Objective 1
Output the records as a JSON list of strings, one string per line and with blank lines omitted, starting at the line that contains "shorts in this photo." and ending at the end of the records.

Page extract
>>>>

Skip to content
Hendersons - Barristers' Chambers
Articles Commercial 30th Nov 2021

Alerter by Rachel Tandy & William Moody – Security for Costs After Brexit: Rationale vs Residence

Click here to download this alerter by Rachel Tandy & William Moody.

Before Brexit, the fact that an EU-domiciled litigant was resident outside the jurisdiction did not of itself offer any basis on which to seek security for costs. Rather, they were treated essentially in the same way as a domestic litigant for such purposes, on grounds that they resided within a single legal market which included England & Wales. This article examines the post-Brexit position, in light of a potential anomaly in the new r 25.13 CPR, and asks how, after years of EU-domiciled litigants being regarded as ‘one of us’, they are to be treated now?

<<<<

Given data

>>>>

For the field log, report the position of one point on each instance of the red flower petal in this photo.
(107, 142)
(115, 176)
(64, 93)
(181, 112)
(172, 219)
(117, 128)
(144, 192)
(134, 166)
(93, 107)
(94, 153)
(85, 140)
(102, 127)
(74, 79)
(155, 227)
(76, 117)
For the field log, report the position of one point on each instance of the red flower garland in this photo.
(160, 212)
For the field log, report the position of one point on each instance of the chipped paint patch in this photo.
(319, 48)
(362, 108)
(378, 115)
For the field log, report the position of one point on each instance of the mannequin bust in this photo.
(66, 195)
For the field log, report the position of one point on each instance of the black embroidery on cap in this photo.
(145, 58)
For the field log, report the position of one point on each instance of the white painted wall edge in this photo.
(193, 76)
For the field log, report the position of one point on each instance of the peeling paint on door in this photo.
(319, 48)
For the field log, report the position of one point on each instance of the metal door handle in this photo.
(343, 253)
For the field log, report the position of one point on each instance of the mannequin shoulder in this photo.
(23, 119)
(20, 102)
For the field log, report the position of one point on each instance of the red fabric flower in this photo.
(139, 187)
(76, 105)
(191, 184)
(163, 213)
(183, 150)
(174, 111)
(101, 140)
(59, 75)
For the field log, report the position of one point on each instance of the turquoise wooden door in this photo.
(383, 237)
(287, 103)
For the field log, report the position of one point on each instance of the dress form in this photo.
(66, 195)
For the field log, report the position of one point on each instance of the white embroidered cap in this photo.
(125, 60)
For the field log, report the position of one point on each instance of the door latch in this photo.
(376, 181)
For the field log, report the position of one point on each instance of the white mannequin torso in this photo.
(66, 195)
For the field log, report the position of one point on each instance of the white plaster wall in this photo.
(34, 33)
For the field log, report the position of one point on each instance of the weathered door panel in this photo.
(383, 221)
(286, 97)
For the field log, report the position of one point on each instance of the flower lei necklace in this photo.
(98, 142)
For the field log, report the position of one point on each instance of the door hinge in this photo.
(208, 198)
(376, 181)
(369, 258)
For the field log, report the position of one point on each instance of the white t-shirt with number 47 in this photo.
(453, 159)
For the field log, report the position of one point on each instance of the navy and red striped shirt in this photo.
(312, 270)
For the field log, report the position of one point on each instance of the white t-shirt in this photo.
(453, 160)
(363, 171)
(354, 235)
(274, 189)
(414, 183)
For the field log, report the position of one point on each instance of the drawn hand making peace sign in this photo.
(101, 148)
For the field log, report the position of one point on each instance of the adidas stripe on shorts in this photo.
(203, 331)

<<<<

Objective 2
Answer these questions about the article on security for costs after Brexit:
(a) On what date was it posted?
(b) Which rule does it say contains a potential anomaly?
(c) Before Brexit, what single legal market were EU-domiciled litigants said to reside within?

Correct result 1
[
  "For the field log, report the position of one point on each instance of the adidas stripe on shorts in this photo.",
  "(203, 331)"
]

Correct result 2
(a) 30th Nov 2021
(b) The new r 25.13 CPR
(c) A single legal market that included England & Wales